> Information given
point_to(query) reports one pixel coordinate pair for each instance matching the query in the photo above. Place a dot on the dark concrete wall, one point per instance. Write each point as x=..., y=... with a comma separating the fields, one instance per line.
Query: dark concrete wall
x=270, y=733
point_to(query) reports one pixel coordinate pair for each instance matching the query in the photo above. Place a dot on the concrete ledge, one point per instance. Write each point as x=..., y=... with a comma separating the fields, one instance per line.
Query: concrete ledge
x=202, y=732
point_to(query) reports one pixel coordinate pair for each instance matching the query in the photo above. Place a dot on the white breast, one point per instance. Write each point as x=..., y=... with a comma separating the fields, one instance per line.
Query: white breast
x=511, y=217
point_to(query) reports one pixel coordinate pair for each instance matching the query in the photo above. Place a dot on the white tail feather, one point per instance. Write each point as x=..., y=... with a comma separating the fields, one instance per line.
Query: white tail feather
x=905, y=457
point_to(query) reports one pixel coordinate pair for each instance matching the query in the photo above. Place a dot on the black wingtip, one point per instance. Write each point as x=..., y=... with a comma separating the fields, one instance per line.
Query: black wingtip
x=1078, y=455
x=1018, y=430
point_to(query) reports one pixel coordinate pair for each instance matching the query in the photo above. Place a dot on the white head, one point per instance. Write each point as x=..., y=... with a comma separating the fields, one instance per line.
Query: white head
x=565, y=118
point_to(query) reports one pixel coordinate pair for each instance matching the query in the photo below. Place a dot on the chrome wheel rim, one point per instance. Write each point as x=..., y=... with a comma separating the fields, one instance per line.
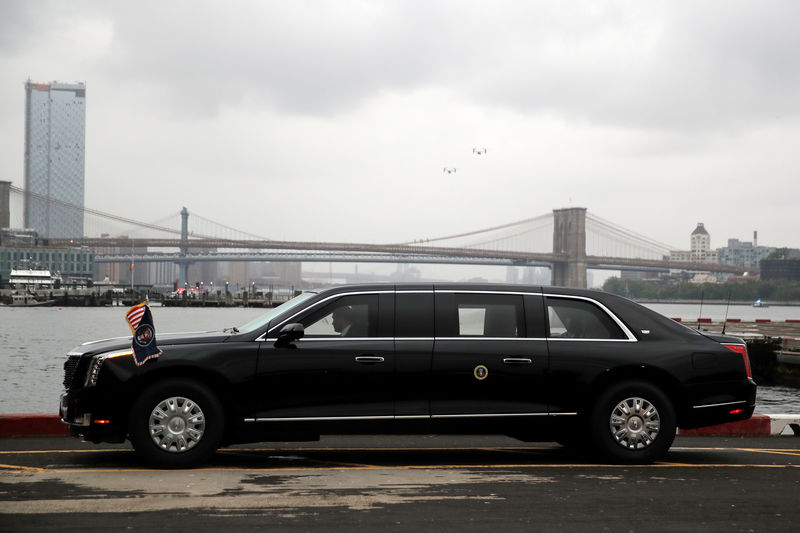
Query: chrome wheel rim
x=176, y=424
x=635, y=423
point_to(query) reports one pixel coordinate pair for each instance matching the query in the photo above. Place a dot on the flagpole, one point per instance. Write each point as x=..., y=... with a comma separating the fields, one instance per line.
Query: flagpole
x=132, y=260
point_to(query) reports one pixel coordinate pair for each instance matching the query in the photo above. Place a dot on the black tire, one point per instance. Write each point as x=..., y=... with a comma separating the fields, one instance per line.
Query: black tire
x=633, y=422
x=176, y=423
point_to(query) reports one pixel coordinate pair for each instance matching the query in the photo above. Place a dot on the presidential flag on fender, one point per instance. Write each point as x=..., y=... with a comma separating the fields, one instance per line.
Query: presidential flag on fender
x=144, y=333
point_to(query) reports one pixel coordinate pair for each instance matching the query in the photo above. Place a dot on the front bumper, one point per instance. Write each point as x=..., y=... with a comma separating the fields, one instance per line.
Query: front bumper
x=101, y=426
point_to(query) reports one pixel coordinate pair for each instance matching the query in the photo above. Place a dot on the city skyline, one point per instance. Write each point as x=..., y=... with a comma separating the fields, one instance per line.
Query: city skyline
x=333, y=122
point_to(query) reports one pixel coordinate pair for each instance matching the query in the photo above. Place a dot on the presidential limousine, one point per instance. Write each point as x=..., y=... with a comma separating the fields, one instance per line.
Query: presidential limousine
x=583, y=368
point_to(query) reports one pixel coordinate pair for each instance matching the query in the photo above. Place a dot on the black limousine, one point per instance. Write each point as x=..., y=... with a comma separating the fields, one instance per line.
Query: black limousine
x=579, y=367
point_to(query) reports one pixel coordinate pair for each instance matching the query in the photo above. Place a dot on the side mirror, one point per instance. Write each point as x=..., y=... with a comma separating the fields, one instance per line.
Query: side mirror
x=289, y=333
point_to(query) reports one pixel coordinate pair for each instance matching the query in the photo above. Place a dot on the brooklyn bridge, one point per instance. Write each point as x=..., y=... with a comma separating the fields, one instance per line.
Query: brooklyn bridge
x=568, y=241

> What to work on
Strip out the pictures and quote the remaining data word for word.

> Solution for this exercise
point_to(query) reports one pixel coordinate pair for each instance matching the query in the photo above. Place a dot on the dark concrete wall, one point per instance. Write each point as x=..., y=... with a comma separating the fields, one instance per line.
Query: dark concrete wall
x=270, y=733
point_to(query) reports one pixel coordinate pair for each instance matching the query in the photo above. Place a dot on the concrete ledge, one point per instance. Write each point as x=..., y=... with a comma separating the fields, one instance per line.
Query: concrete ledge
x=202, y=732
point_to(query) reports one pixel coordinate pair for each instance matching the query in the photo above. Place a dot on the white breast, one point per instance. Write each point as x=..., y=... with a comma separating the fields, one instance per line.
Query: white breast
x=511, y=217
point_to(query) reports one pixel coordinate pair for each instance matching the query in the photo above. Place a dot on the white tail feather, one point per instance. Write each point as x=..., y=... with a comma separating the fields, one instance per line.
Query: white tail feather
x=905, y=457
point_to(query) reports one pixel coordinate pair for each instance matching the query in the photo above. Place a dot on the black wingtip, one point per instance. Write each point as x=..., y=... with a comma separating the fields, one instance per line.
Query: black wingtip
x=1078, y=455
x=1018, y=430
point_to(query) reports one pixel coordinate pair for each instance matching the query in the photo above. Place a dot on the white head, one point per instance. Write each point as x=..., y=... with a comma separating the fields, one instance per line.
Query: white head
x=565, y=118
point_to(query) reports one pixel coordinate pair for each instance matching the query in the photo below. Place a dot on the chrome wheel rim, one point per instance. Write each point as x=..., y=... with a comma separating the fields, one instance per line.
Query: chrome wheel rim
x=176, y=424
x=635, y=423
point_to(query) reports one pixel coordinate pair for each instance matching the query in the photo above. Place a dot on the flagpole, one point per instance. Write each point as x=..., y=... with a comma separating the fields, one instance per line.
Query: flagpole
x=132, y=260
point_to(query) reports one pixel coordinate pair for each instance matching the query in the photo above. Place a dot on the black tire, one point per instance. Write each point as x=..., y=... with a comma separating the fields, one instance per line.
Query: black tire
x=633, y=422
x=176, y=423
point_to(query) reports one pixel coordinate pair for each instance matching the query in the photo above. Place a dot on the presidential flag on fender, one point per instance. Write each point as x=..., y=... with a comma separating the fields, one instance per line.
Query: presidential flag on fender
x=144, y=333
point_to(query) reports one pixel coordinate pair for each instance matching the query in the photo above. Place a dot on the front bumper, one point per instance. Write each point as x=..., y=... with a comma separating the fields, one instance per line.
Query: front bumper
x=101, y=426
point_to(query) reports one pixel coordinate pair for each instance matching the query in the photo above. Place a dot on the city skyline, one point per instance. Write each point as x=..., y=... with a comma separating the fields, one instance per line.
Query: city skyline
x=333, y=122
point_to(query) reports one pixel coordinate pair for each instance matching the query in the photo above. Place a dot on the presidential limousine, one point per instance. Write each point as x=..., y=... with a comma separating the fields, one instance per line.
Query: presidential limousine
x=583, y=368
point_to(query) reports one pixel coordinate pair for each instance matching the query in the photo above. Place a dot on the black limousine, one point per instance. Write each point as x=..., y=... with a comma separating the fields, one instance per line.
Query: black limousine
x=579, y=367
point_to(query) reports one pixel coordinate pair for each instance matching the query in the photo above. Place a dot on the side mirror, one point per instance. Write each point as x=..., y=... with a comma separating the fields, one instance per line.
Query: side mirror
x=289, y=333
point_to(query) reports one pixel coordinate pair for each instance matching the query in the photo above. Place a dot on the brooklyn bridge, one point per instance. Write each point as x=..., y=... with a comma separating the fields, one instance per line.
Query: brooklyn bridge
x=568, y=241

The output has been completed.